● **Exercise prompt**
Check every line below for the word "fabric" and show those that hold it.

● **Supplied data**

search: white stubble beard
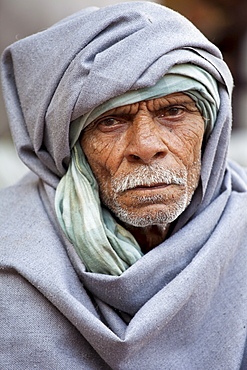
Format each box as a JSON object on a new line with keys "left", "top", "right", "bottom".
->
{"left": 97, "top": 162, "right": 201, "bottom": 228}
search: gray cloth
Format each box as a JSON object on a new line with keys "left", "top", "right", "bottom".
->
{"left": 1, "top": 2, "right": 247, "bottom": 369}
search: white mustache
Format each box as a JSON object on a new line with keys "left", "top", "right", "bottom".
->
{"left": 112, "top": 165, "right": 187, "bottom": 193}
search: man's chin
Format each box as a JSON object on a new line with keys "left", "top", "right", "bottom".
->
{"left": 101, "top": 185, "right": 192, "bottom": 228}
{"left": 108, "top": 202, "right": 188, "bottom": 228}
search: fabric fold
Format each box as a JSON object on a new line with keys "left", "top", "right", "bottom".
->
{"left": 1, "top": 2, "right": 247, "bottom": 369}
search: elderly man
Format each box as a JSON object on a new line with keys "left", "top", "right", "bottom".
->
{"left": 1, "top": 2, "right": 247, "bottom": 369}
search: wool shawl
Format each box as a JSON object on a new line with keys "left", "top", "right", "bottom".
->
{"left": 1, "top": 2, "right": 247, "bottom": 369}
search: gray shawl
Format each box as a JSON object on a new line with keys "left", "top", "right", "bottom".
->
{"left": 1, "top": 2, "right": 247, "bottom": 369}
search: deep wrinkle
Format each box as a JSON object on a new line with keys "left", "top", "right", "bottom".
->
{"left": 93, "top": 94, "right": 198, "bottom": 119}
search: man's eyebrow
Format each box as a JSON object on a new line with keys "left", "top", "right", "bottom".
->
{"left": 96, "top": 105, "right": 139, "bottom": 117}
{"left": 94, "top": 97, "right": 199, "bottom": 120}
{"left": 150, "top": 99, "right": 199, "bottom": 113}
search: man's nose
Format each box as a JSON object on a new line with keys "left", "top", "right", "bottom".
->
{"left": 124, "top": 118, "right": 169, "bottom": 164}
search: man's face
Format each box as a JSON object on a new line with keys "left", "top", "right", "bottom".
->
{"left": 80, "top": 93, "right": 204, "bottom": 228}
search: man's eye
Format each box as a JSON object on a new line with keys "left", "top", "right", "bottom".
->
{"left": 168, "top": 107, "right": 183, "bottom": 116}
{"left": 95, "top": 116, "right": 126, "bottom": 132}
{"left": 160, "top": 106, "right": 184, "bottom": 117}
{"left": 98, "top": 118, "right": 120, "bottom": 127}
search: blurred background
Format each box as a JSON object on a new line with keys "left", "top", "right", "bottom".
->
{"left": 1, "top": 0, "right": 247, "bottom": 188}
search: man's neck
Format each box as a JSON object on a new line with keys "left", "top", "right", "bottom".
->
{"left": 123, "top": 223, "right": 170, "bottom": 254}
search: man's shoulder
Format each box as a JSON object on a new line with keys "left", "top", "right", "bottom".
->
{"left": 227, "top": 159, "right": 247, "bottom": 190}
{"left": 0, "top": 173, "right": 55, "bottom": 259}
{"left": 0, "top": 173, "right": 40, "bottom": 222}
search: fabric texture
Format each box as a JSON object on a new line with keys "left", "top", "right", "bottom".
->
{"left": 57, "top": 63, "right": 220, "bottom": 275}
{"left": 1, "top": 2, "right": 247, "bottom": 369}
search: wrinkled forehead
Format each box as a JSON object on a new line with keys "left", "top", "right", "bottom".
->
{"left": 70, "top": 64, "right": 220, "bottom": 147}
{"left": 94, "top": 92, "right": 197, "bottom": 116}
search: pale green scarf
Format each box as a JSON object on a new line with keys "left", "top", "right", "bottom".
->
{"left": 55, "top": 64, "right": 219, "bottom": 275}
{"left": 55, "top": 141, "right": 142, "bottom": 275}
--
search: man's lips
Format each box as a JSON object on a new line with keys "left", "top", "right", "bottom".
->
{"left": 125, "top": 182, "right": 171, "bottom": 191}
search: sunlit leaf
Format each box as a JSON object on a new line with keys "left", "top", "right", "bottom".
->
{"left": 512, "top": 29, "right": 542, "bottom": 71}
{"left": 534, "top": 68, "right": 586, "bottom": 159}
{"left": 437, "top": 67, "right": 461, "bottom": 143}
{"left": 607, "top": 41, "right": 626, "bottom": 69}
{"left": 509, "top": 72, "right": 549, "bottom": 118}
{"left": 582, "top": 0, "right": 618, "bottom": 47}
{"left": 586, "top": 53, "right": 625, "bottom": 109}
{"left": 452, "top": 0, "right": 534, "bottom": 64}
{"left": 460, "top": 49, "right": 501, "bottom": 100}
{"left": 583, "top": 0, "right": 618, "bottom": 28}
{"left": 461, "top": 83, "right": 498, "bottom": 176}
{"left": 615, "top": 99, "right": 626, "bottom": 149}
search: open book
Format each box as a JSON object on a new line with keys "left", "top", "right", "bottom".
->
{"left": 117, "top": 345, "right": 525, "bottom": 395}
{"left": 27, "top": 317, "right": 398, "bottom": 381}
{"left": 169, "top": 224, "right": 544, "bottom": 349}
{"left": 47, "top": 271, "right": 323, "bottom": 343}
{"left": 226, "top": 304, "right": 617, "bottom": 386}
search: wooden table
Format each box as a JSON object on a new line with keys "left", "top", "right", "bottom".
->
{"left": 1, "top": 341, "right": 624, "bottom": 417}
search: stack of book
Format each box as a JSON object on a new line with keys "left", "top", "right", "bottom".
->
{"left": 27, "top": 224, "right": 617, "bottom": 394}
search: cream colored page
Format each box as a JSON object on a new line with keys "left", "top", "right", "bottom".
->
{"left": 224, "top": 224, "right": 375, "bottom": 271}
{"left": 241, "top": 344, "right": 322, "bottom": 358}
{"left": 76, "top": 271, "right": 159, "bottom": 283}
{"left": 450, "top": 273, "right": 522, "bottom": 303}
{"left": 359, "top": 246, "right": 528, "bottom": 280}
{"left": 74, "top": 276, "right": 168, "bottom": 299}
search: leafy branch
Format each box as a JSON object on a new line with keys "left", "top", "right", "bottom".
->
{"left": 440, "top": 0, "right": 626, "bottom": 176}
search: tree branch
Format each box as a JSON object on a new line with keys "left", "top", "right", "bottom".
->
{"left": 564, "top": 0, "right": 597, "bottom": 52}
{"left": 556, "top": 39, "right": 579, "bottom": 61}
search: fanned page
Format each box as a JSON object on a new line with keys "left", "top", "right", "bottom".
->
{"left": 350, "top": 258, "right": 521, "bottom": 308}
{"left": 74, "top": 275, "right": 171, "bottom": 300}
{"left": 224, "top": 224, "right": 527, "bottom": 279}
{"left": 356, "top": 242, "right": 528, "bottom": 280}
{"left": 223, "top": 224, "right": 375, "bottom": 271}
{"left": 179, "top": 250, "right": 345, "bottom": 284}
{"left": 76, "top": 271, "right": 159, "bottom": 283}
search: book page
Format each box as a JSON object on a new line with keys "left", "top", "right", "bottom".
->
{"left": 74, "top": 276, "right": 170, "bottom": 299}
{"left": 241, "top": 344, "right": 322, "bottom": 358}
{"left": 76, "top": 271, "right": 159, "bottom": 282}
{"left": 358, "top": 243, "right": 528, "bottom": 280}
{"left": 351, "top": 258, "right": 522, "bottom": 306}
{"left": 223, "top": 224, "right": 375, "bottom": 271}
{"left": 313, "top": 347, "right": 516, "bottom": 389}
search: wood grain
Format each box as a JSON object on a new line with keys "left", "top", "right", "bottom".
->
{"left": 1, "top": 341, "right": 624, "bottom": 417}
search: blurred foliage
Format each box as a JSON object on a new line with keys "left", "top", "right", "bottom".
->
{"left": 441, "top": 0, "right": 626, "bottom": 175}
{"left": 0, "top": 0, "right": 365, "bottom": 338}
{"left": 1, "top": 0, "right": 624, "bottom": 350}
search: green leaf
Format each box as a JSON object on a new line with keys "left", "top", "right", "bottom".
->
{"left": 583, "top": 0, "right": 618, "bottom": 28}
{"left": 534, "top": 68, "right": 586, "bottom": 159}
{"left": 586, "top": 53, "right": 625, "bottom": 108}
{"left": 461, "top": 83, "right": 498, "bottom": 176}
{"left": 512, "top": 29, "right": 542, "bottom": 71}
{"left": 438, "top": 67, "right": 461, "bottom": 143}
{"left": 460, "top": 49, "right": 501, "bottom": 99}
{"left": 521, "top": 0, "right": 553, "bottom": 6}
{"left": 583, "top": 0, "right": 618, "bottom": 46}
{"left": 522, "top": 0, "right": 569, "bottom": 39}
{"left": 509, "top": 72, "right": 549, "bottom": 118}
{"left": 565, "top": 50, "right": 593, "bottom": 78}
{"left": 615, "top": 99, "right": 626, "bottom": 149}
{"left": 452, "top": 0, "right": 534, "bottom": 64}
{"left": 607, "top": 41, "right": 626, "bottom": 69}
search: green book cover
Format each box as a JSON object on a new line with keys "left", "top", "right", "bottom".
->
--
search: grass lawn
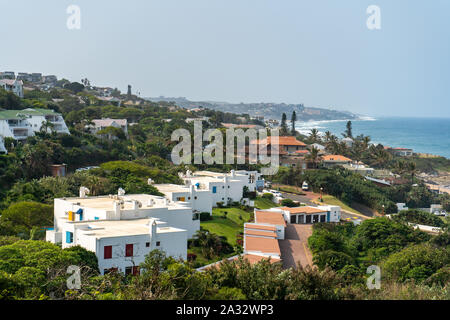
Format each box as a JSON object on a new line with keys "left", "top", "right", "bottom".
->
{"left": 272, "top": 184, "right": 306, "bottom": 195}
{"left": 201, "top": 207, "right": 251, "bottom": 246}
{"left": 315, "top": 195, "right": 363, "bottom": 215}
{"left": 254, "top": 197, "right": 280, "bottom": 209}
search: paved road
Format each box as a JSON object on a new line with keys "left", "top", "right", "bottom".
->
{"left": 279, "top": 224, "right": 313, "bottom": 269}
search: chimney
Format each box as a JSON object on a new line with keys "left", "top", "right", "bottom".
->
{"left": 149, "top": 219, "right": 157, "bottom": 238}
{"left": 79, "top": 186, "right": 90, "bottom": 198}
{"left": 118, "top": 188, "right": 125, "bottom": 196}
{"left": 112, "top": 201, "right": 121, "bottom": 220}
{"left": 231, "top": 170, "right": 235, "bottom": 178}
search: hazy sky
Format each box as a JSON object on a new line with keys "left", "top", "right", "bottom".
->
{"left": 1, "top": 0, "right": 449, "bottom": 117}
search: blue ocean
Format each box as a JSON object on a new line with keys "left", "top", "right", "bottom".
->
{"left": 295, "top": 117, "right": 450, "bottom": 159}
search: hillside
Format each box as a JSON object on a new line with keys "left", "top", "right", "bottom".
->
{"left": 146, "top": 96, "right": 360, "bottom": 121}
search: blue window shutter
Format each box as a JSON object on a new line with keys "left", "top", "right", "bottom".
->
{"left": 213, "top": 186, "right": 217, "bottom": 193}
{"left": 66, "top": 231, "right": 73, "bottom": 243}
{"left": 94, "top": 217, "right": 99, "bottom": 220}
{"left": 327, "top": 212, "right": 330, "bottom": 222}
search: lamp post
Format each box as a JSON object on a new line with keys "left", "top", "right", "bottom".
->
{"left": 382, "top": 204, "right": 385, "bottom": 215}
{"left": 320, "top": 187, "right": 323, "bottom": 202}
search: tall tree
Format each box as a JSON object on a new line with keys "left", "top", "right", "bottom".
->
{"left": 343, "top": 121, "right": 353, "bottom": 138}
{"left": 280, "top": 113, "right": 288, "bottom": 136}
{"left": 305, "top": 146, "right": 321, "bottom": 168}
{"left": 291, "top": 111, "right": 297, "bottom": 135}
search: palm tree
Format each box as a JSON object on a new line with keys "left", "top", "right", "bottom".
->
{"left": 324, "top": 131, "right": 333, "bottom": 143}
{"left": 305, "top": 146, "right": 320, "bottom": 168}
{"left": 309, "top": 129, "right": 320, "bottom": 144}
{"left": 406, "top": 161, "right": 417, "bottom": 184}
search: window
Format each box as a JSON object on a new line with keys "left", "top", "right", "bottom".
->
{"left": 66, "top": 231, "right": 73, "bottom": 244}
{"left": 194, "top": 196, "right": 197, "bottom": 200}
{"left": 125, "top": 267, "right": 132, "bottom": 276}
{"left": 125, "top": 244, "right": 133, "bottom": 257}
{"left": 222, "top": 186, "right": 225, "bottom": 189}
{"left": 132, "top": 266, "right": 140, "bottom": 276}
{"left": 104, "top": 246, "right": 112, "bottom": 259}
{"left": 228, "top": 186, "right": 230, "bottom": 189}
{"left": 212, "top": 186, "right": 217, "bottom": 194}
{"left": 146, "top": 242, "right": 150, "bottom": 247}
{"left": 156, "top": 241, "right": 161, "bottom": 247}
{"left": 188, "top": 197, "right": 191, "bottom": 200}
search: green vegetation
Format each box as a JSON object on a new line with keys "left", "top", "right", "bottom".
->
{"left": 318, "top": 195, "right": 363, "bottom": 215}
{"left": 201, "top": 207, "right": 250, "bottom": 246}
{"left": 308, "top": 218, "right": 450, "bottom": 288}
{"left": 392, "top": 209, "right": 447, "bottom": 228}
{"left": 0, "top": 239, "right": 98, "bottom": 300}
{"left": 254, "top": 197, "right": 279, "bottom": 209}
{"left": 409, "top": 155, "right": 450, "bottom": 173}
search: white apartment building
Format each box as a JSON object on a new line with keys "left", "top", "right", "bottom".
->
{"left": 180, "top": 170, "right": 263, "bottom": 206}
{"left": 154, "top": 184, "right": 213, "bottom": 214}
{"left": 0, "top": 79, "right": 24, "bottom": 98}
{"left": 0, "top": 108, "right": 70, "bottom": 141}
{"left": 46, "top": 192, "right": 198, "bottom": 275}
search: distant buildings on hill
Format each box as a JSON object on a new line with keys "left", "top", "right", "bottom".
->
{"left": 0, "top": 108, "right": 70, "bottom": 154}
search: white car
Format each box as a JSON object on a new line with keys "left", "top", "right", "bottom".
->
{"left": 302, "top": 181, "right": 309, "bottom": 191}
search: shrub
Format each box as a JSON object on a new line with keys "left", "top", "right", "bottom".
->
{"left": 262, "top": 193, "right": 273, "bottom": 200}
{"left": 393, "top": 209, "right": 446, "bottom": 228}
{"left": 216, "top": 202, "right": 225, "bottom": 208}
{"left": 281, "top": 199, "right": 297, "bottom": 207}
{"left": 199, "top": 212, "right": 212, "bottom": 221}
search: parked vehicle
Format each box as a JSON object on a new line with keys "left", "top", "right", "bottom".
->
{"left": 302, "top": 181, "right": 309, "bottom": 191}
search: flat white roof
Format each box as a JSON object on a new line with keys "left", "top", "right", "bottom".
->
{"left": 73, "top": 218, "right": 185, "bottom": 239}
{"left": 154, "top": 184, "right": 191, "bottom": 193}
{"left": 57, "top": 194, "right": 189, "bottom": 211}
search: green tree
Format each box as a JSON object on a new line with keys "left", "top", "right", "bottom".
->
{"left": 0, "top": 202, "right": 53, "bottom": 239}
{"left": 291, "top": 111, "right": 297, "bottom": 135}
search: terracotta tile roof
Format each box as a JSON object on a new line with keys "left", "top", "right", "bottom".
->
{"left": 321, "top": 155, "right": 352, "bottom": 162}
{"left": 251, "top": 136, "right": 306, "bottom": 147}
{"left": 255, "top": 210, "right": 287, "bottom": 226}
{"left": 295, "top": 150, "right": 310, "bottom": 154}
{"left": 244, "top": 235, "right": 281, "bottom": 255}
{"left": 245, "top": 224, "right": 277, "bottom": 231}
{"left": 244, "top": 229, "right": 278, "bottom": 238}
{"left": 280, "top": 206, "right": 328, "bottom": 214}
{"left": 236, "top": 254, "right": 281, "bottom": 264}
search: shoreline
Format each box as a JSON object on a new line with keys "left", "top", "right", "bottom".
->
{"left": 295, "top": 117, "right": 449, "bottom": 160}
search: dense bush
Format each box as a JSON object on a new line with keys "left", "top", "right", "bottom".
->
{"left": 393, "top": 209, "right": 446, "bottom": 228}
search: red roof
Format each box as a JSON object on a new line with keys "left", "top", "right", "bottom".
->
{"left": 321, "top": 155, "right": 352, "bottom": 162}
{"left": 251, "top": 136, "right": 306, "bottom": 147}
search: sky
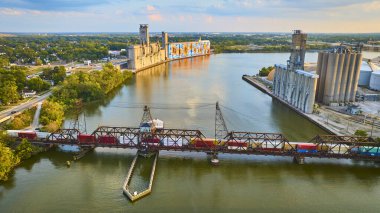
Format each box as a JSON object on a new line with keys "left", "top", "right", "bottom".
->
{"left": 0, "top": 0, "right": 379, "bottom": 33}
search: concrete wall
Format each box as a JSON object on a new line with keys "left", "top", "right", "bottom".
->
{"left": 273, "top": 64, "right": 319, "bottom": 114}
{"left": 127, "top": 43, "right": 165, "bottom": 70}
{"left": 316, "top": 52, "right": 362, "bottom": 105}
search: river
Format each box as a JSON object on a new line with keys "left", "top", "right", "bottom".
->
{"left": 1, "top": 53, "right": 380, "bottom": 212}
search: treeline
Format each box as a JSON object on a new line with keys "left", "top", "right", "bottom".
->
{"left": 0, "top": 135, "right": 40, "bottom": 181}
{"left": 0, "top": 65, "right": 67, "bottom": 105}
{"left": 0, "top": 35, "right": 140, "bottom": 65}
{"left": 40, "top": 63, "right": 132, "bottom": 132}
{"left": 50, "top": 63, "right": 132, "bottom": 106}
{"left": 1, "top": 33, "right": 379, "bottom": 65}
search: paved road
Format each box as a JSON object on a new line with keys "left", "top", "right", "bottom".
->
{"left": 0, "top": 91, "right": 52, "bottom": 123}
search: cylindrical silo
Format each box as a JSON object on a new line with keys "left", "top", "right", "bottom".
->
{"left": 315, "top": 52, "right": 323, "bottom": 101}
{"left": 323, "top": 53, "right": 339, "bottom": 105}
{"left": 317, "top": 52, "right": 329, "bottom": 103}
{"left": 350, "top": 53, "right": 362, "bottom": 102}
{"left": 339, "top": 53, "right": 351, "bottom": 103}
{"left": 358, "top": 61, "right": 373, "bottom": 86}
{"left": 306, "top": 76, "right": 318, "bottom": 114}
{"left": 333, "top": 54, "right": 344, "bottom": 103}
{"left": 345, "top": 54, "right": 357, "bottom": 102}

● **Output of the exercise**
search: fabric fold
search: fabric texture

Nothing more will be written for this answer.